_Exercise_
Report how many lines in the entries below contain the string "child". Give only the number.

[Detection annotation records]

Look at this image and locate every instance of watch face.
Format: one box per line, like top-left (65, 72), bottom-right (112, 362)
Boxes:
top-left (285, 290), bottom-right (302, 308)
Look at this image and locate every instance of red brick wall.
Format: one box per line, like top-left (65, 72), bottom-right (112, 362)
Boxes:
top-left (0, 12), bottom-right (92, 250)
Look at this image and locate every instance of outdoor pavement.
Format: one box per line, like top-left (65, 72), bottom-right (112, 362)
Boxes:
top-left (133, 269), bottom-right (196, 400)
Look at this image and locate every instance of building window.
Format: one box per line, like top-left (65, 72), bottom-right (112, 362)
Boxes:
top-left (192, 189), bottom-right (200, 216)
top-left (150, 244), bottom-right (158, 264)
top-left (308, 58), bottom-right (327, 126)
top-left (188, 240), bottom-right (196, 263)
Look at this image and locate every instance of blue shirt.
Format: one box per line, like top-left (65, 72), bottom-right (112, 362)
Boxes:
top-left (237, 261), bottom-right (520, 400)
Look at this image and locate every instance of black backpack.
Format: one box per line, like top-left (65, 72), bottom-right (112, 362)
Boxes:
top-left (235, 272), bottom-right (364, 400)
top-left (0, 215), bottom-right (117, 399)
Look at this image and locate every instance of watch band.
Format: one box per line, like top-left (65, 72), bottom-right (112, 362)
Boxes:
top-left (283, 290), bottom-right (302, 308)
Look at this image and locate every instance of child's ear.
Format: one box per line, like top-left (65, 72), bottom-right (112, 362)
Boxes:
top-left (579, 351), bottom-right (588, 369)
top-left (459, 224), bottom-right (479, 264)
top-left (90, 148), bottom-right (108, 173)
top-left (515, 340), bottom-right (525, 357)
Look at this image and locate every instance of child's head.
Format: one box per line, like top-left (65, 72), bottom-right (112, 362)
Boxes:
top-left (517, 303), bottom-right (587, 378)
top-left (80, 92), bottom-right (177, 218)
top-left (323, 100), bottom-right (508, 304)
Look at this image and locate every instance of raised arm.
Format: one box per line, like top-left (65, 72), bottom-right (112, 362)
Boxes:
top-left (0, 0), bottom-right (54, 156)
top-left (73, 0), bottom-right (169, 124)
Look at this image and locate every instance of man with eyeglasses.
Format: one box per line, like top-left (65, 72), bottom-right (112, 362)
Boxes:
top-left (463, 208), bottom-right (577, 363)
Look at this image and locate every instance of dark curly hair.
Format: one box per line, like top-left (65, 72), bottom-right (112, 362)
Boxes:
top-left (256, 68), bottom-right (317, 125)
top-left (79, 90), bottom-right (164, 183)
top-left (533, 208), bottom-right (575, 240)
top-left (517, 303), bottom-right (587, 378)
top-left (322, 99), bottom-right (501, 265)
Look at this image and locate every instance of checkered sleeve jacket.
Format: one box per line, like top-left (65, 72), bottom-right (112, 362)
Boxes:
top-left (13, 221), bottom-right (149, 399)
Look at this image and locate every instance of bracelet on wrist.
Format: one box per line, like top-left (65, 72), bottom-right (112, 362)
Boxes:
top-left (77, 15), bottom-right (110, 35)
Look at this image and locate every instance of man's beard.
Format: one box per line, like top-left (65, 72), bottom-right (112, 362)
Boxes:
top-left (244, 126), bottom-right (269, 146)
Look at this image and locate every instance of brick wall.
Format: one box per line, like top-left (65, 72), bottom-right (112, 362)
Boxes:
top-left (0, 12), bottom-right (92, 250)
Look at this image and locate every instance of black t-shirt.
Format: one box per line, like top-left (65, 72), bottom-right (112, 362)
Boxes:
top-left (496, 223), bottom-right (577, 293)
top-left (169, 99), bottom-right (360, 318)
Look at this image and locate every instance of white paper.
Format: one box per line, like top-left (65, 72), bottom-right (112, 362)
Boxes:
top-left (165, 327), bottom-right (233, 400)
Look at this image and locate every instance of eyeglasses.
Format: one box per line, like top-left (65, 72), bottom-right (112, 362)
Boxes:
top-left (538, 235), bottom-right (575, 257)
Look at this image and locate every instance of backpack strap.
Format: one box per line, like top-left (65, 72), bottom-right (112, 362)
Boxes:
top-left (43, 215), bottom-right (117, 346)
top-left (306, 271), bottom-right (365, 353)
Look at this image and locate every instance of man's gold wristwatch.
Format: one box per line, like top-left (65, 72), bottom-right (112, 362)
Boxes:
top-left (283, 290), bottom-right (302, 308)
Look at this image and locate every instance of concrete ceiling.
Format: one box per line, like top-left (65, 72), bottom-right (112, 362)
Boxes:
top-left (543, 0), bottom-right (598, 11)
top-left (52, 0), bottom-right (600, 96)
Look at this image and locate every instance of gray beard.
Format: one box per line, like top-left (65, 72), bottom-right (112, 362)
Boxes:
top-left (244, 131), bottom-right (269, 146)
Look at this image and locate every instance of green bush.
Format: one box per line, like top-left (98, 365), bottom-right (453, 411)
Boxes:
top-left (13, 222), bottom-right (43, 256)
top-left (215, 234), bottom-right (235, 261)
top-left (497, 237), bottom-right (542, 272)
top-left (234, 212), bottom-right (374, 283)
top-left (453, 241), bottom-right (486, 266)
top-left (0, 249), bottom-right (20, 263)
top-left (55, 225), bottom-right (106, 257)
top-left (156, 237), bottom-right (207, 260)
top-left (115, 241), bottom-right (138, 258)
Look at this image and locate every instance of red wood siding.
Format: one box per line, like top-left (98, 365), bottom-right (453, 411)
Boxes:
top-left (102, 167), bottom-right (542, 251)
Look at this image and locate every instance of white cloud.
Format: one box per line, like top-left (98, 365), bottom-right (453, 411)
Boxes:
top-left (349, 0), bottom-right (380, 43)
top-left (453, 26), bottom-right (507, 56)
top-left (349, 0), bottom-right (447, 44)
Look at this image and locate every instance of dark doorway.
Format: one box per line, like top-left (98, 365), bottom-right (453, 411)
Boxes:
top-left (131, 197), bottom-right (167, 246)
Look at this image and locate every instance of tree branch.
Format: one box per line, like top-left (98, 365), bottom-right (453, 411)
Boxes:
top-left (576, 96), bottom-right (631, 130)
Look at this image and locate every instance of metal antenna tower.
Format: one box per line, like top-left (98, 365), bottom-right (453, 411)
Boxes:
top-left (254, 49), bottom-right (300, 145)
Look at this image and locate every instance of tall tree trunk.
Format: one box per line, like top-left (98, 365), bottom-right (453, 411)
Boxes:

_Output below_
2